• EXERCISE REQUIREMENTS
1. Answer these from the UCTA 1977 article below:
(a) Which case does the article call the landmark decision?
(b) Which section of UCTA 1977 is cited for terms that exclude or restrict liability for negligence?
(c) How does the article describe the changes the supplier agreed to the limitations and exclusions in Pegler?
2. Using the UCTA 1977 article below, decide whether each statement agrees with it. Answer yes or no, and quote the words that decide it.
(a) UCTA 1977 explains what counts as a party's standard terms of business.
(b) In Pegler, the parties were found to be dealing on the supplier's standard terms.
(c) Later cases show courts more willing to intervene in agreements between experienced commercial organisations.

The past fifteen years have seen several cases in the IT sector in which the UK courts have had to consider the enforceability of contract limitations and exclusions under the Unfair Contract Terms Act (UCTA) 1977. The courts’ approach in these cases (starting with the landmark decision in St Albans City and District Council v ICL [1996]) can broadly be characterised as increasingly pro-customer and interventionist. This interventionist method appears to have reached a high watermark with the court’s decision in Pegler Ltd v Wang (UK) Ltd [2000]. Subsequent cases suggest a marked change in the courts’ attitude to enforcing limitations and exclusions, showing a much greater reluctance to intervene in agreements reached between experienced commercial organisations.

This article looks at case developments and the lessons that suppliers and customers can learn from them.

BACKGROUND TO UCTA 1977 FRAMEWORK

Under UCTA 1977, contractual terms that exclude or restrict liability for loss or damage caused by negligence are enforceable only to the extent that they satisfy UCTA 1977 ‘requirement of reasonableness’ (s2(2)). Additionally, in business-to-business contracts where the supplier is dealing on its ‘standard terms of business’, contractual terms that seek to allow the supplier to:

  1. limit or exclude liability for contract breach;
  2. render a contractual performance substantially different to what was reasonably expected of them; or
  3. render no performance at all,

are also only enforceable to the extent that they satisfy UCTA 1977 ‘requirement of reasonableness’.

MEANING OF ‘STANDARD TERMS OF BUSINESS’

UCTA 1977 gives no guidance as to what constitutes a party’s standard terms of business. However, English courts have shown that they will give this term a wide meaning.

For example, case law has established that not all of the terms need to be fixed by them to be regarded as dealing on standard terms. Even where some clauses have been heavily negotiated, the parties can be treated, for the purposes of UCTA 1977, as dealing on the supplier’s standard terms if the limitations and exclusions in the contract have been left untouched. Where changes have been made to the limitations and exclusions, UCTA 1977 may still apply if those changes are not material. In Pegler, for example, the parties were held to be dealing on the supplier’s standard terms, despite the fact that:

  1. the customer had managed to incorporate into the contract many of its own standard terms;
  2. the parties had agreed that those terms would take precedence over the other terms of the contract; and
  3. the supplier had agreed (minor) changes to the limitations and exclusions.

These judgments indicate that the UK courts are likely to find that a supplier is, for the purposes of s3 of UCTA 1977, dealing on its standard terms of business unless there have been material changes to the limitations and exclusions in the contract.

• RECORD SET

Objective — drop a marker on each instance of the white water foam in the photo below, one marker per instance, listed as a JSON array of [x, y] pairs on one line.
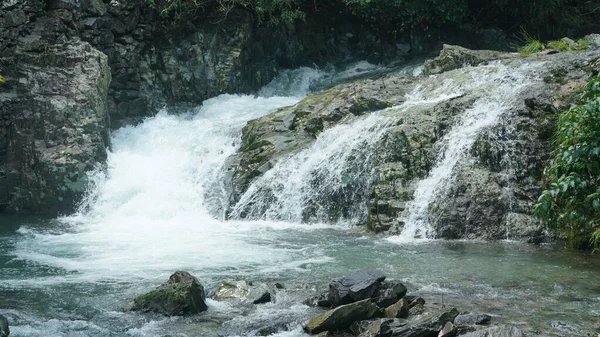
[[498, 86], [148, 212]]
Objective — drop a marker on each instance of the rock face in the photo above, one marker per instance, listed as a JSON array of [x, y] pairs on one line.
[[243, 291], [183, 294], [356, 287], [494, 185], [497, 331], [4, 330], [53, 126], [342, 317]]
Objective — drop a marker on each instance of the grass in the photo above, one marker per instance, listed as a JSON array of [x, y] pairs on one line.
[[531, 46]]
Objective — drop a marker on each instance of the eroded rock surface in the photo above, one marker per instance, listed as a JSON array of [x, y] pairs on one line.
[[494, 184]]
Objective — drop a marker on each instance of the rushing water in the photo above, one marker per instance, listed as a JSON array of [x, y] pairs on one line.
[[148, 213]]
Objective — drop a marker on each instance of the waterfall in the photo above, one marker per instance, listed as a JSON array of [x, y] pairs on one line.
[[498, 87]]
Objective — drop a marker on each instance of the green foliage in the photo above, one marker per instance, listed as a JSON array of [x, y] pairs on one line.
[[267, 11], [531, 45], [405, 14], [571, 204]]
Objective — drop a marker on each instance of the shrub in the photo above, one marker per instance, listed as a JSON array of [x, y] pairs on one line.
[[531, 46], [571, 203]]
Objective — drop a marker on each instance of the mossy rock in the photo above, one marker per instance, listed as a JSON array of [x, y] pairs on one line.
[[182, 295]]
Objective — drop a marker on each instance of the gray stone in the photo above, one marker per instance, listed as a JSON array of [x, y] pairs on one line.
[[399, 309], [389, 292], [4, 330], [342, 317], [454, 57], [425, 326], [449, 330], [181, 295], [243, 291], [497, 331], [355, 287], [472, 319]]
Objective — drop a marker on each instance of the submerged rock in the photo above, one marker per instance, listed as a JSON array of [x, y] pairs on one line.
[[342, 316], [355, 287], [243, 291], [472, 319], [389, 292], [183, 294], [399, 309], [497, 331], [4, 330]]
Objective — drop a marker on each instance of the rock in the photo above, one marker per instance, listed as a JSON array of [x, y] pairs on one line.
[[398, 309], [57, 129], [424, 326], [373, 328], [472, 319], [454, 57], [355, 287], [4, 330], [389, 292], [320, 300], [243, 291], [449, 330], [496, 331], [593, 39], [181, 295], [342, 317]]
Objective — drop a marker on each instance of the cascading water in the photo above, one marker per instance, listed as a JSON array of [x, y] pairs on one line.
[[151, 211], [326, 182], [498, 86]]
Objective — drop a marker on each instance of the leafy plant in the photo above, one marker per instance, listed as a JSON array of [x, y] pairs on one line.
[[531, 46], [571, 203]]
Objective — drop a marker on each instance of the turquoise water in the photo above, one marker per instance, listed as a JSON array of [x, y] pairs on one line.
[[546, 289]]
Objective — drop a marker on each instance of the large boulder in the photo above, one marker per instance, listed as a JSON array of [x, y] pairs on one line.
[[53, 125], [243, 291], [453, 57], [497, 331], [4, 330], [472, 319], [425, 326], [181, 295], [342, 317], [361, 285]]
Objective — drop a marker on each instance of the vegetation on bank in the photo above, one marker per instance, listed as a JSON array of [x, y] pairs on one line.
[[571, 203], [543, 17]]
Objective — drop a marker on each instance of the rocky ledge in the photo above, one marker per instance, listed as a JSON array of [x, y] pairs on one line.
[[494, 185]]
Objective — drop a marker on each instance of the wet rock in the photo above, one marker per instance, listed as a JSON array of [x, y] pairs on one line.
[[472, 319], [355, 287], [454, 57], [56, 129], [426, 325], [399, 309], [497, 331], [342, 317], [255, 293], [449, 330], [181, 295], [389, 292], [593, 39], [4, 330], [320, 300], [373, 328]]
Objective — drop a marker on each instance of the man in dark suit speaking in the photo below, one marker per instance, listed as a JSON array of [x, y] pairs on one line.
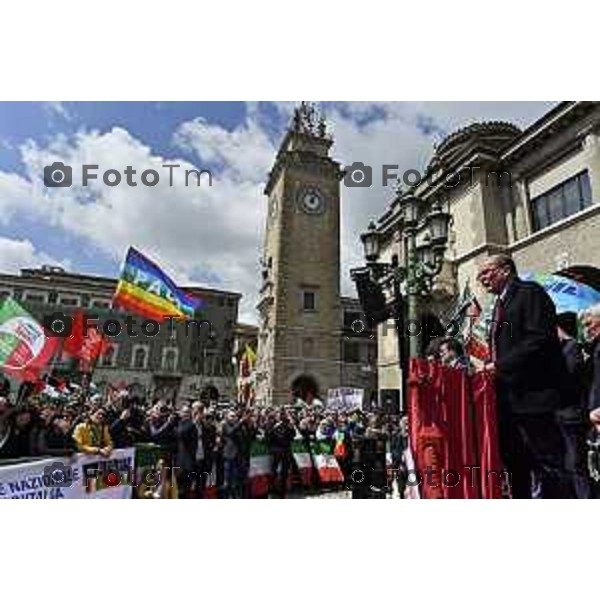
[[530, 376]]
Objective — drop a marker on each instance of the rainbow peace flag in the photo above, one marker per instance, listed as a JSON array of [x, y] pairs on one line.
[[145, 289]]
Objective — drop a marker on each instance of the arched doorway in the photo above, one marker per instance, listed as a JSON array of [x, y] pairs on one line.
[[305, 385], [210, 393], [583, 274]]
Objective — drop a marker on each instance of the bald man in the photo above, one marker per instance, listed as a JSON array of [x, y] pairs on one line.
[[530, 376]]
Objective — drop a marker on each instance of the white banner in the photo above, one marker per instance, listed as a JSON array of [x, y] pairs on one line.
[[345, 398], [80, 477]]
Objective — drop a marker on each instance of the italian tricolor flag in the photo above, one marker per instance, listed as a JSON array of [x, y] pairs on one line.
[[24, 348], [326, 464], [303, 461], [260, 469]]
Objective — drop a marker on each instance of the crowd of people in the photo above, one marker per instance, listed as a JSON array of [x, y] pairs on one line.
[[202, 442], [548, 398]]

• ANSWERS FOR THIS EXERCISE
1.
(a) St Albans City and District Council v ICL [1996]
(b) s2(2)
(c) As minor changes

2.
(a) No: "UCTA 1977 gives no guidance as to what constitutes a party’s standard terms of business."
(b) Yes: "In Pegler, for example, the parties were held to be dealing on the supplier’s standard terms"
(c) No: "showing a much greater reluctance to intervene in agreements reached between experienced commercial organisations."